* start EXTRACT PROVIDED *

# When is the next BMQ after APril 10th



## CEhopeful (20 Mar 2006)

I finsih school in early may, I was just wonderign when the next basic was after the one that begins on april 10th, any info would be great. ALI have to get no is the call!!!! cheers!


----------



## DiamondDarryl (20 Mar 2006)

This is a just a guess but. If they are only running basic in borden and stjean and each is around 11 weeks. then i'd say the next one will be the start of june. purely a guess though.


----------



## Mountain19 (30 Mar 2006)

I start BMQ on June 14 just got the call today!!!!!!! Anybodyelse


----------



## theseeker (6 Apr 2006)

now you have to remember that this info is coming form and thrid source but my CFRC/R told me that they are starting BMQs every week/give or take a week.

* end EXTRACT PROVIDED *

▶ _WRITTEN EXERCISE 1_:
Reproduce verbatim everything in the BMQ forum thread from "This is a just" down to "a guess though.".
▶ _WRITTEN EXERCISE 2_:
Pick up the BMQ forum thread after its final post and continue it.

* start DATA ROWS *

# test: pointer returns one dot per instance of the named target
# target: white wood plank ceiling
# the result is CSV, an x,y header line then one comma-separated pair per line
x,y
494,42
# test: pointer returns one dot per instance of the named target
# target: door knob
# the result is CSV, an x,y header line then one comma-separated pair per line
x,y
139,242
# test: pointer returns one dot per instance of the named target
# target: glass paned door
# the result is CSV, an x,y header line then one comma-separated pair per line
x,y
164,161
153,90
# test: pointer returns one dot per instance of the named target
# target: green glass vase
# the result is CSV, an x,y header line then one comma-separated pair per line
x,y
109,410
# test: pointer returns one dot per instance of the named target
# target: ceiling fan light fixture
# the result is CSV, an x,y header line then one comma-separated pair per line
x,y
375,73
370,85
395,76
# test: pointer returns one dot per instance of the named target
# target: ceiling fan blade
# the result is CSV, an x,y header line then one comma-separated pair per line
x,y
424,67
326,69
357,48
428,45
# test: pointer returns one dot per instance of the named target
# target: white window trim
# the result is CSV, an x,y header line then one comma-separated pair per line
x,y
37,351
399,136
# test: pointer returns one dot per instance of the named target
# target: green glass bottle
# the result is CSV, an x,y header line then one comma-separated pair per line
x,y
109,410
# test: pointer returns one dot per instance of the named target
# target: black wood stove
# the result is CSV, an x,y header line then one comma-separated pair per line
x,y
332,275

* end DATA ROWS *

▶ _WRITTEN ANSWER 1_:
This is a just a guess but. If they are only running basic in borden and stjean and each is around 11 weeks. then i'd say the next one will be the start of june. purely a guess though.

▶ _WRITTEN ANSWER 2_:
----------



## janedoe (6 Apr 2006)

There is a BMQ starting June 12 in Borden. I'm on that one.


----------



## striker (10 Apr 2006)

may 8th at st-jean


----------



## punkd (16 Apr 2006)

Havnt seen a new BMQ course start in St-Jean for over a month now, Lowest platoon in there will be starting week 6 this Tuesday. I seen a new group of Ocdt's just start last week. I heard the stoppage was to clear some room for the new 13 week courses, but I cant confirm this myself.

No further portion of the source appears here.